> EXCERPTED PASSAGE
....
Micheál Donoghue can build his Dublin hurling dream team around Kilmacud Crokes
Dublin manager Micheál Donoghue. Photo by: Sportsfile — © SPORTSFILE
Had Micheál Donoghue listened too closely to the Dublin hurling sages on his arrival in the capital, he might have hopped straight back into the car, spun it 180 degrees, and pointed for Clarinbridge.
A bad season will do that to any county. But the gloom around Dublin has as much to do with immediate future as the recent past.
Where once Dublin hurling was illuminated with bright horizons, now, suddenly, it’s hard to make out where the next good team will come from or who has the makings of a new Danny Sutcliffe or Eoghan O’Donnell.
When three of the county’s prime performers of the last decade dusted down their passports and decided to head away, unavailable for 2023 at the very least, it was clear that this wouldn’t be the smoothest of starts for Donoghue.
But hope lives. And like much of what is strongest in Dublin GAA currently, it comes wrapped in the purple and gold of Kilmacud Crokes.
“If I had my way I’d lock the door and I wouldn’t let Micheál Donoghue near them,” said Crokes manager Kieran Dowling on Sunday, half-joking when asked for an opinion on which of his players possess the requisite minerals to hurl for Dublin.
....
> ENTRIES PROVIDED
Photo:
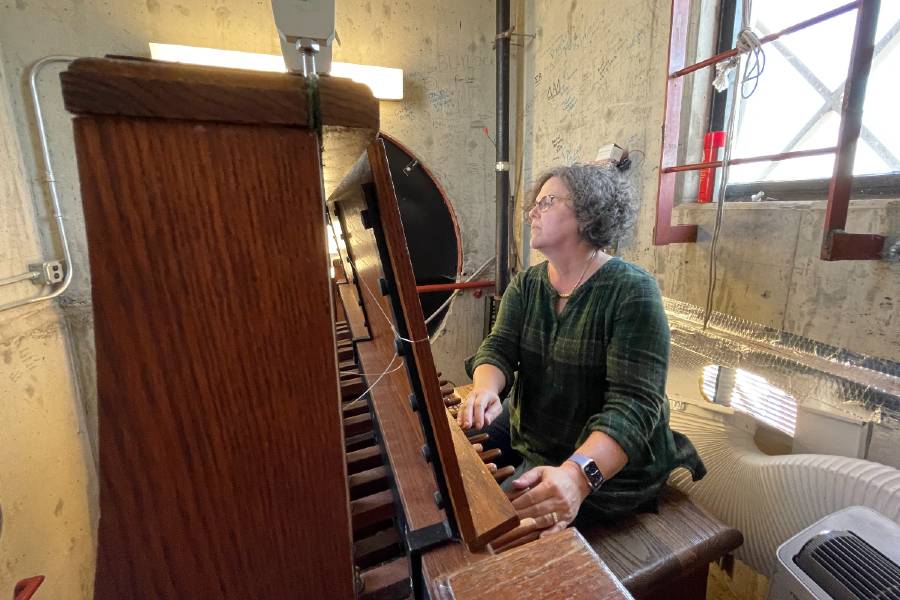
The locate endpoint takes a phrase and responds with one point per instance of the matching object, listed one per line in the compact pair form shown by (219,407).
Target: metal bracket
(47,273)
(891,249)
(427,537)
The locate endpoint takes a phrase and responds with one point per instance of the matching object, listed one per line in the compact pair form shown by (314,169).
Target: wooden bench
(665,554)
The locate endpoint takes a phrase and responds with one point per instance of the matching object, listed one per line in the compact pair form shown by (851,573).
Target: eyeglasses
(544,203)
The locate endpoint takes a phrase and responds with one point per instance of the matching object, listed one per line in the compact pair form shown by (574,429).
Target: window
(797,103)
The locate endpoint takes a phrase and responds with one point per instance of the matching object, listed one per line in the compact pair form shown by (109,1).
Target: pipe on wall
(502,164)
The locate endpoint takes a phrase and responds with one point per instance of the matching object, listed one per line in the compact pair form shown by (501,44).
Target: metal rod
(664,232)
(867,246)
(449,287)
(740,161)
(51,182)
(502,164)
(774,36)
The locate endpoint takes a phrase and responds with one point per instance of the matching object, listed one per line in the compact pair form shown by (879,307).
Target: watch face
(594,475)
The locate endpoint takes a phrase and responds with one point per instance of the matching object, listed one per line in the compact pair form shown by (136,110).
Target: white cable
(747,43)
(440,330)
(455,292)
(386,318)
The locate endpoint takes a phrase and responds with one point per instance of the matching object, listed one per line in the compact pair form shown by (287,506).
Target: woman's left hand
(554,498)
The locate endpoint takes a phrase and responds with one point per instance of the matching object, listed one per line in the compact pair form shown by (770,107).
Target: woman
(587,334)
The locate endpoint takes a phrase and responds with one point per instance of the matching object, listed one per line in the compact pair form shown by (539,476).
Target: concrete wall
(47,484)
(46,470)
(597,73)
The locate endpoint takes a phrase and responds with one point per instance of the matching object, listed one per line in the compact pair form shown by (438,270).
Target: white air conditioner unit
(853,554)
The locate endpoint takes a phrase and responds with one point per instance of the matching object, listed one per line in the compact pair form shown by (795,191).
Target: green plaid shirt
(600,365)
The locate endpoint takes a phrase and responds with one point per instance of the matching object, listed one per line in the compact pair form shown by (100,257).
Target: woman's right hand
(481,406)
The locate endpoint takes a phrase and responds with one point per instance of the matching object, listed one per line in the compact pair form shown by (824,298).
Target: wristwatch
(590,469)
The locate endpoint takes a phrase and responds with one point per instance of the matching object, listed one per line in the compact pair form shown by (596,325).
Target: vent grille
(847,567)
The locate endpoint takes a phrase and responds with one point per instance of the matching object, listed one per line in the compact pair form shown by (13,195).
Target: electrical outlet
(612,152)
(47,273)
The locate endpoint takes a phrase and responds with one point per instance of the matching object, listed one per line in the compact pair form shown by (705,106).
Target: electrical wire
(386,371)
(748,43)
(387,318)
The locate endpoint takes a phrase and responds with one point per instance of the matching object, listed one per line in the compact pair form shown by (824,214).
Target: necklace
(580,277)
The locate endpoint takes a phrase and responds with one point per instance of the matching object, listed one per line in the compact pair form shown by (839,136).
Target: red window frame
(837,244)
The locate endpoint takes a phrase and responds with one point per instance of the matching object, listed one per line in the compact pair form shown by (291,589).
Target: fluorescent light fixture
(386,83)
....
> TASK 1
In the article on Dublin hurling, rewrite the paragraph beginning "When three of the county's prime performers" more briefly, keeping its main facts.
> TASK 2
Pick up the article on Micheál Donoghue and Dublin hurling after its last sentence and continue it.

> RESULT 1
With three of Dublin's top performers of the past decade heading abroad and unavailable for at least 2023, Donoghue clearly faced a difficult start.

> RESULT 2
“Being honest, I don’t want anybody in with Dublin because it gives us a headache in terms of trying to put out teams.
“But look, for them it is the ultimate. You want to play for your county and to challenge yourself.”
Clearly, Crokes are the obvious source of interest for the new Dublin management now, possessing a reservoir of potential, if nothing more certain than that.
In winning back-to-back county senior titles for the first time this year, Crokes did it with a 100pc locally-sourced team, the age profile of which suggests the next seven or eight years will be a particularly high-yield period in Kilmacud.
Of the 20 players used by Crokes on Sunday against Clough/Ballacolla, half came from the three minor teams that won Dublin championships in 2018, ’19 and ’20.
Brian Sheehy, Fionn Ó Ceallaigh, Eddie Gibbons, Mark Grogan and Tom Stakelum were all part of the 2018 group that beat Ballyboden St Enda’s in the final.
Sheehy was there again a year later along with Cian Ó Cathasaigh, Davy Crowe, Dara Purcell and Brian Scanlon when they repeated the trick against the same opposition. Crowe, Purcell and Scanlon were young enough to be there again on the 2020 team, who finished off the three-in-a-row in August 2021, due to pandemic-associated delays.
Also on that team was Brian Hayes.
On Sunday, Hayes – younger brother of Dublin full-forward Ronan – started in midfield and caught the eye. He provided a brilliant, jet-heeled assist for Crokes’ second goal and generally, displayed the sort of pace around the middle not exactly commonplace in Dublin club hurling just now.
“Brian was at the back end of our ‘B’ team last year,” explained Dowling. “He came to me at the start of the year and said, ‘can I do the gym programme?’ I said, ‘absolutely, no problem’.
“I’d say if you were to talk to Micheál Donoghue and Francis Forde, he’s the type of player they’re probably looking at, somebody who can keep developing over the next year or two.”
Nothing is ever certain in hurling and arguably even less so in Dublin.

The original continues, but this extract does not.